*STATED TASK:* Starting at the line containing "phrase -- utility pole" and ending at the last line of the entries, write out every line again, including the phrase and instruction lines. Shift each coordinate in the answers by adding 25 to it.

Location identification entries

= = = =

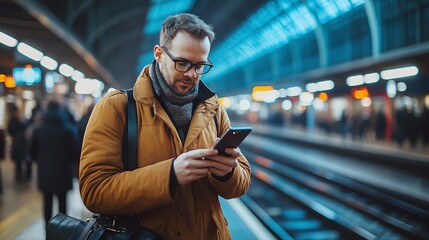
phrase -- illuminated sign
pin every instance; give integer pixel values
(27, 76)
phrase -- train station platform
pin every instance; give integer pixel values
(21, 211)
(383, 164)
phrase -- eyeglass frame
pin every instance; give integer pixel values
(175, 60)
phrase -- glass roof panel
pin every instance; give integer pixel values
(272, 26)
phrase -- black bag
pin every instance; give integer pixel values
(63, 227)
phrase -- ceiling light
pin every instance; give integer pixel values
(8, 40)
(29, 51)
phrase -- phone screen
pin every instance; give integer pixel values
(232, 138)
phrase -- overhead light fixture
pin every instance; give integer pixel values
(49, 63)
(354, 80)
(77, 75)
(371, 78)
(66, 70)
(399, 72)
(7, 40)
(293, 91)
(29, 51)
(325, 85)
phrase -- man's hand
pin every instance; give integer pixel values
(190, 166)
(222, 165)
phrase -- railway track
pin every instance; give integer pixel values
(298, 201)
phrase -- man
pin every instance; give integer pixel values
(175, 189)
(54, 145)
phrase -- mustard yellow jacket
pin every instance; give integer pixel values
(194, 212)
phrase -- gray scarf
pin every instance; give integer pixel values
(179, 107)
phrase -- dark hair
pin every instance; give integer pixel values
(53, 105)
(184, 22)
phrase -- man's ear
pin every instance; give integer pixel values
(157, 50)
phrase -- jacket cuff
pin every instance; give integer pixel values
(174, 183)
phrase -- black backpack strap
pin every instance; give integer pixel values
(129, 142)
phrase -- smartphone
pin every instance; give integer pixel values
(231, 139)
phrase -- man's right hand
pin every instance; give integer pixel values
(190, 166)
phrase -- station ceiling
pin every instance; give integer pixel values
(107, 40)
(112, 40)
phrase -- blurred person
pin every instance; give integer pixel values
(54, 146)
(16, 128)
(175, 189)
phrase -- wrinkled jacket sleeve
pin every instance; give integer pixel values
(239, 182)
(107, 189)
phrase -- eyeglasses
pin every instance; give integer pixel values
(184, 66)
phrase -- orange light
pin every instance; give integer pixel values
(262, 88)
(323, 96)
(9, 82)
(263, 161)
(360, 93)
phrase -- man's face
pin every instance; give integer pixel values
(187, 48)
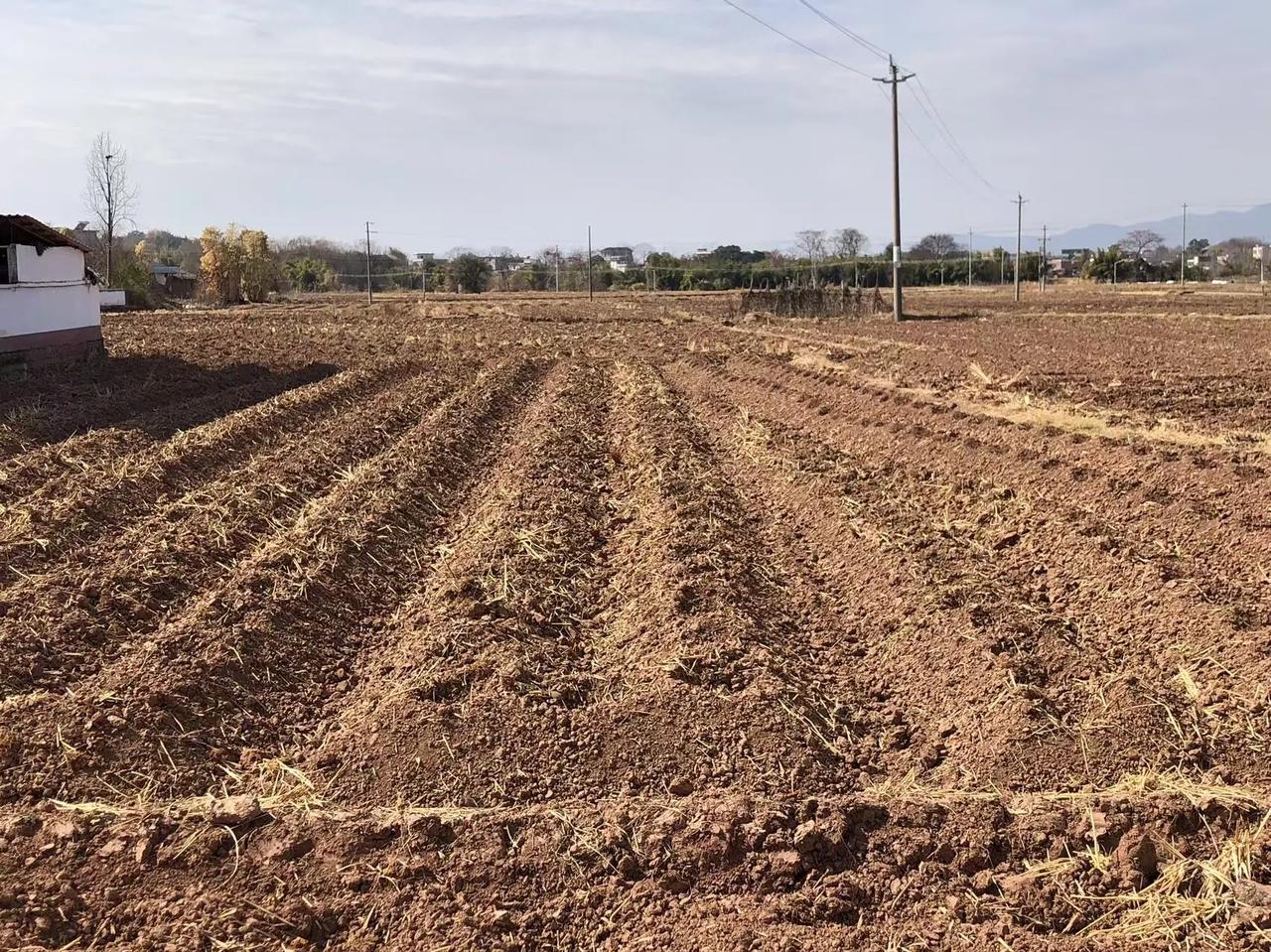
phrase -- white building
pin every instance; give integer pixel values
(50, 304)
(620, 258)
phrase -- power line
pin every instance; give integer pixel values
(799, 44)
(945, 132)
(850, 35)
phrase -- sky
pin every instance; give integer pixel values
(668, 122)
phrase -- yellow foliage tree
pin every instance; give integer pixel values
(236, 266)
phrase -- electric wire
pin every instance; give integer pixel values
(850, 35)
(799, 44)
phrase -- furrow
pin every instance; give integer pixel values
(1054, 681)
(84, 503)
(248, 662)
(112, 594)
(472, 694)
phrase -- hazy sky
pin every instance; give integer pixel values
(518, 122)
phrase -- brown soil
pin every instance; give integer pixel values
(532, 624)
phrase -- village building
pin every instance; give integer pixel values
(175, 281)
(50, 302)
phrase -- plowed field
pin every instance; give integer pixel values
(532, 624)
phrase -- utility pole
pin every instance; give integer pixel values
(1045, 254)
(894, 79)
(1020, 239)
(1183, 257)
(370, 291)
(109, 221)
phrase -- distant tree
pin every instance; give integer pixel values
(1140, 241)
(939, 247)
(812, 247)
(848, 245)
(109, 195)
(309, 273)
(236, 266)
(469, 273)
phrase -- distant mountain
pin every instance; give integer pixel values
(1215, 226)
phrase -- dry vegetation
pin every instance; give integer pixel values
(648, 624)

= = = =

*WRITTEN RESPONSE:*
phrase -- utility pole
pin every instance; give integer pixel values
(1070, 279)
(919, 104)
(1045, 264)
(1208, 282)
(395, 316)
(134, 246)
phrase -- distant tree
pin every instance; give integer pixel values
(1165, 266)
(964, 272)
(837, 272)
(873, 270)
(134, 220)
(334, 298)
(261, 291)
(494, 298)
phrase -- distant mountain
pin every instance; give integer pixel values
(1240, 251)
phrase -- dry vegetation
pin every instance; give integer pixel values
(673, 649)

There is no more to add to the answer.